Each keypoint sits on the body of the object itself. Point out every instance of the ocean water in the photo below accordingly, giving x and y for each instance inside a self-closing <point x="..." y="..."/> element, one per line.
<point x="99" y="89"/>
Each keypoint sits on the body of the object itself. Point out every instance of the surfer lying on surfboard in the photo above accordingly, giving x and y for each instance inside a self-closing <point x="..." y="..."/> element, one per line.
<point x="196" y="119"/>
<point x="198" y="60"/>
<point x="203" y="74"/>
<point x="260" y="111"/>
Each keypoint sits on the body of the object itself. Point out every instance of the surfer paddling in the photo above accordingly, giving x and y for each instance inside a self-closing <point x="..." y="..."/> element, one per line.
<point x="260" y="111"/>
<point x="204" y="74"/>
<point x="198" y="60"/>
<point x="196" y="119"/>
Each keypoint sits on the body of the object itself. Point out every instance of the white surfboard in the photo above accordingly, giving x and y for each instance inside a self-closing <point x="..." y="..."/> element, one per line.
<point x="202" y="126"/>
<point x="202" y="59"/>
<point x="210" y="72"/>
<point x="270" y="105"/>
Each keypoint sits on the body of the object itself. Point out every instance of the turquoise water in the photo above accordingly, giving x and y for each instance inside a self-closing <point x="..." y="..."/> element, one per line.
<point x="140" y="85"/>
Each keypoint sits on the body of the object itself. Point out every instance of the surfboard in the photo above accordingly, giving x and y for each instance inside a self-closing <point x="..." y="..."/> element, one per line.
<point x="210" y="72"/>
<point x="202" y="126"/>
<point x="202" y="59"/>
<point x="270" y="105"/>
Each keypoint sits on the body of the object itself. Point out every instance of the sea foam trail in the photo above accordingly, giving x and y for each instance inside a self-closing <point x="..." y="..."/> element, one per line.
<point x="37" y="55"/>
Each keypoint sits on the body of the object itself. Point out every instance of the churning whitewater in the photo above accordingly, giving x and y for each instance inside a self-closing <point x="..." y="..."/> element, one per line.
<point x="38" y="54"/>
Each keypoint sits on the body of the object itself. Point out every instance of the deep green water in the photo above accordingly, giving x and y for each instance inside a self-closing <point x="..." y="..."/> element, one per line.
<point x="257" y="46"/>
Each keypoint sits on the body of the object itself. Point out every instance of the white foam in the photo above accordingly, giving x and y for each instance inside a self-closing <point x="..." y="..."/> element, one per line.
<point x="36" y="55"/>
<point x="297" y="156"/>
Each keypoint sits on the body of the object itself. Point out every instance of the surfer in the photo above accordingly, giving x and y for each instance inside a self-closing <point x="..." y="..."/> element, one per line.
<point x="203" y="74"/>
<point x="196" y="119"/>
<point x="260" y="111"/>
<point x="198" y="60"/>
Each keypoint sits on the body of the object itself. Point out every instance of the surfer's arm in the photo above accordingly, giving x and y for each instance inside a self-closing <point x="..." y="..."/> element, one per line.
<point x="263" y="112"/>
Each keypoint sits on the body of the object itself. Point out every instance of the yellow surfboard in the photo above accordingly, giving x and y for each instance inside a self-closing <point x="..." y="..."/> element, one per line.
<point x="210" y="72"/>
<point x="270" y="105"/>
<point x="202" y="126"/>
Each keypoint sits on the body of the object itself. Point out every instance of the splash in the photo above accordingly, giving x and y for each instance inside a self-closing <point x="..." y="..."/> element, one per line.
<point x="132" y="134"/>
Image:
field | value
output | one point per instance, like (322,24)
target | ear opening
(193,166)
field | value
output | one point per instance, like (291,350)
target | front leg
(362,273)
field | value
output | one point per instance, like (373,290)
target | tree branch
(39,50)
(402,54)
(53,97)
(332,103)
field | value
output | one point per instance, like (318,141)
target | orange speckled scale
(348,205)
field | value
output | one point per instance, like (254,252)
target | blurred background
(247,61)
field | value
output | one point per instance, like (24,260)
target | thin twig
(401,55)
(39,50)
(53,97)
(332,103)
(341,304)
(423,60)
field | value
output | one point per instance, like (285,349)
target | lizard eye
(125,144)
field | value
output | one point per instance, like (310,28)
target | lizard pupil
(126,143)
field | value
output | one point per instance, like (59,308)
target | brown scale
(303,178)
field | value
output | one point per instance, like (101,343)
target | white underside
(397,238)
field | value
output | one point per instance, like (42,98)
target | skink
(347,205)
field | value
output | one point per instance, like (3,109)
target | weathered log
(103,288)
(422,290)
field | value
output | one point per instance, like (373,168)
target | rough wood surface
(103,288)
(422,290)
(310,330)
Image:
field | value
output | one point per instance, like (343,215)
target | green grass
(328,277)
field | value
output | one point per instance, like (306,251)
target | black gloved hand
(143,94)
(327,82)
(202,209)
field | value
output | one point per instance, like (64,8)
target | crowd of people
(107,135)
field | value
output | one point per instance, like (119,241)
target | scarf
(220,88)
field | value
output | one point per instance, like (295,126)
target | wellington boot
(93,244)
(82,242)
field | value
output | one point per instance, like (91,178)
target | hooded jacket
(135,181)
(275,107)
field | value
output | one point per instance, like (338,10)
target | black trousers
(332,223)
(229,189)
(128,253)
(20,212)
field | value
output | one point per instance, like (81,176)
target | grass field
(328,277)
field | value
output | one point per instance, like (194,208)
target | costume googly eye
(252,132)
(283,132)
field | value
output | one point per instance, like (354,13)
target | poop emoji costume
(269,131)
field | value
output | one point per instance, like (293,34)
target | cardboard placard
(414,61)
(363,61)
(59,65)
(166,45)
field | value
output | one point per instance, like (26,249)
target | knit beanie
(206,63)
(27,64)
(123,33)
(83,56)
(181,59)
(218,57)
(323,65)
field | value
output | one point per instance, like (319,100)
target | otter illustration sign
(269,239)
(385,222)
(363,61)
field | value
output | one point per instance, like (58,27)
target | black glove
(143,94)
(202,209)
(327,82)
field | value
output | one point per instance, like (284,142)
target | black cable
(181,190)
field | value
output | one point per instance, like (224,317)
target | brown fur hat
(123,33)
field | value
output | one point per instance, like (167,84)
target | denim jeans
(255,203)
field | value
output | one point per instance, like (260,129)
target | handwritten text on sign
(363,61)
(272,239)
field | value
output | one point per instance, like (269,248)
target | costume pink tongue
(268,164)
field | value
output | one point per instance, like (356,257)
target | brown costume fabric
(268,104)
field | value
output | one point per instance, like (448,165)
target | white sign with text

> _WRITTEN EXERCISE_
Without omitting anything, output the entries exactly.

> _OUTPUT_
Each keypoint sits on the body of the object itself. Point out every instance of the ocean water in the photo below accordingly, giving x and y for each instance inside a self-closing <point x="..." y="..."/> element, one per line.
<point x="99" y="89"/>
Each keypoint sits on the body of the object itself. Point out every instance of the surfer lying on surfboard in the photo above accordingly, giving x and y for each instance inside a self-closing <point x="..." y="..."/> element, one per line.
<point x="196" y="119"/>
<point x="198" y="60"/>
<point x="203" y="74"/>
<point x="260" y="111"/>
Each keypoint sits on the body of the object itself. Point out every instance of the surfer paddling in the photo above accordingly, giving x and y for each instance inside a self-closing <point x="..." y="..."/> element, one per line.
<point x="260" y="111"/>
<point x="204" y="74"/>
<point x="198" y="60"/>
<point x="196" y="119"/>
Each keypoint sits on the body of the object itself. Point out every instance of the white surfboard in the photo above accordingly, giving x and y for each instance inside a self-closing <point x="..." y="..."/> element, one per line.
<point x="202" y="126"/>
<point x="202" y="59"/>
<point x="210" y="72"/>
<point x="270" y="105"/>
Each keypoint sits on the body of the object itself. Point out every instance of the turquoise water in the photo above accordingly, giving x and y for each instance inside a self-closing <point x="..." y="..."/> element, one per line.
<point x="140" y="85"/>
Each keypoint sits on the body of the object itself. Point out every instance of the surfboard in the photo above accordingly, giving x and y for each instance inside a self-closing <point x="..." y="..."/> element, one per line.
<point x="210" y="72"/>
<point x="202" y="126"/>
<point x="202" y="59"/>
<point x="270" y="105"/>
Each keypoint sits on the body of the object itself. Point out every instance of the sea foam trail in the photo above accordingly, giving x and y for each instance inside a self-closing <point x="..." y="..."/> element, one per line.
<point x="37" y="55"/>
Each keypoint sits on the body of the object itself. Point out every instance of the churning whitewater in the photo above accordingly, giving x and y for each instance inside a self-closing <point x="..." y="..."/> element, one per line.
<point x="38" y="54"/>
Each keypoint sits on the body of the object itself. Point out every instance of the deep green water in the photo above accordingly, giving x and y for each instance inside a self-closing <point x="..." y="..."/> element, one per line.
<point x="257" y="46"/>
Each keypoint sits on the body of the object itself. Point out every instance of the white foam in the photo above accordingly, giving x and y for each instance inside a self-closing <point x="..." y="..."/> element, one per line.
<point x="36" y="55"/>
<point x="297" y="156"/>
Each keypoint sits on the body of the object itself. Point out every instance of the surfer in the photo above accordingly, giving x and y for each instance inside a self-closing <point x="..." y="..."/> element, one per line.
<point x="203" y="74"/>
<point x="196" y="119"/>
<point x="260" y="111"/>
<point x="198" y="60"/>
Each keypoint sits on the body of the object itself. Point out every instance of the surfer's arm in the photo above accordingly, giving x and y for each instance inside a self-closing <point x="..." y="..."/> element, one per line.
<point x="263" y="112"/>
Each keypoint sits on the body of the object itself. Point out every instance of the yellow surfboard in the photo above accordingly, giving x and y for each instance inside a self-closing <point x="..." y="..."/> element, one per line.
<point x="210" y="72"/>
<point x="270" y="105"/>
<point x="202" y="126"/>
Each keypoint sits on the body of the object itself. Point out every instance of the splash in the photo above accordingly, giving x and y for each instance inside a self-closing <point x="..." y="..."/> element, one per line.
<point x="132" y="134"/>
Image:
field | value
output | one point per instance, like (322,24)
target | ear opening
(193,166)
field | value
output | one point per instance, like (291,350)
target | front leg
(362,273)
field | value
output | one point per instance, like (373,290)
target | tree branch
(39,50)
(402,54)
(53,97)
(332,103)
field | value
output | one point per instance, like (318,141)
target | orange speckled scale
(348,205)
field | value
output | one point per instance, like (254,252)
target | blurred background
(247,61)
field | value
output | one point per instance, like (24,260)
target | thin twig
(401,55)
(39,50)
(53,97)
(332,103)
(341,304)
(423,60)
field | value
output | one point per instance, like (285,349)
target | lizard eye
(125,144)
field | value
output | one point per instance, like (310,28)
target | lizard pupil
(126,143)
field | value
output | one point per instance, like (59,308)
target | brown scale
(303,178)
field | value
output | one point per instance, like (101,343)
target | white underside
(397,238)
field | value
output | one point per instance, like (42,98)
target | skink
(347,205)
field | value
output | one point per instance, like (3,109)
target | weathered log
(103,288)
(422,290)
field | value
output | one point per instance, like (373,168)
target | rough wood surface
(103,288)
(422,290)
(310,330)
Image:
field | value
output | one point per instance, like (343,215)
target | green grass
(328,277)
field | value
output | one point per instance, like (306,251)
target | black gloved hand
(143,94)
(327,82)
(202,209)
field | value
output | one point per instance, like (64,8)
target | crowd of people
(107,135)
field | value
output | one point per instance, like (119,241)
target | scarf
(220,88)
field | value
output | one point per instance, like (295,126)
target | wellington boot
(93,244)
(82,242)
field | value
output | one point per instance, like (91,178)
target | hooded jacket
(135,181)
(275,107)
field | value
output | one point per instance, like (338,10)
target | black trousers
(332,223)
(229,189)
(128,253)
(20,212)
field | value
output | one point per instance, like (81,176)
target | grass field
(328,277)
field | value
output | one point per instance, like (194,208)
target | costume googly eye
(252,132)
(283,132)
field | value
output | one point per instance, like (354,13)
target | poop emoji costume
(269,131)
field | value
output | one point per instance, like (293,34)
target | cardboard placard
(414,61)
(363,61)
(59,65)
(166,45)
field | value
output | one point per instance, like (26,249)
target | knit beanie
(206,63)
(27,64)
(123,33)
(83,56)
(181,59)
(218,57)
(323,65)
field | value
output | one point per instance, like (319,100)
target | otter illustration sign
(269,239)
(385,222)
(363,61)
field | value
output | one point per instance, like (58,27)
target | black glove
(143,94)
(202,209)
(327,82)
field | value
output | one point per instance, like (284,142)
target | black cable
(181,190)
field | value
output | one point per instance, like (224,317)
target | brown fur hat
(123,33)
field | value
output | one point per instance, like (167,84)
target | denim jeans
(255,203)
field | value
output | one point per instance, like (260,129)
target | handwritten text on sign
(363,61)
(272,239)
field | value
output | one point per instance, like (269,248)
target | costume pink tongue
(268,164)
field | value
output | one point per instance, like (356,257)
target | brown costume fabric
(268,104)
field | value
output | one point per instance, like (448,165)
target | white sign with text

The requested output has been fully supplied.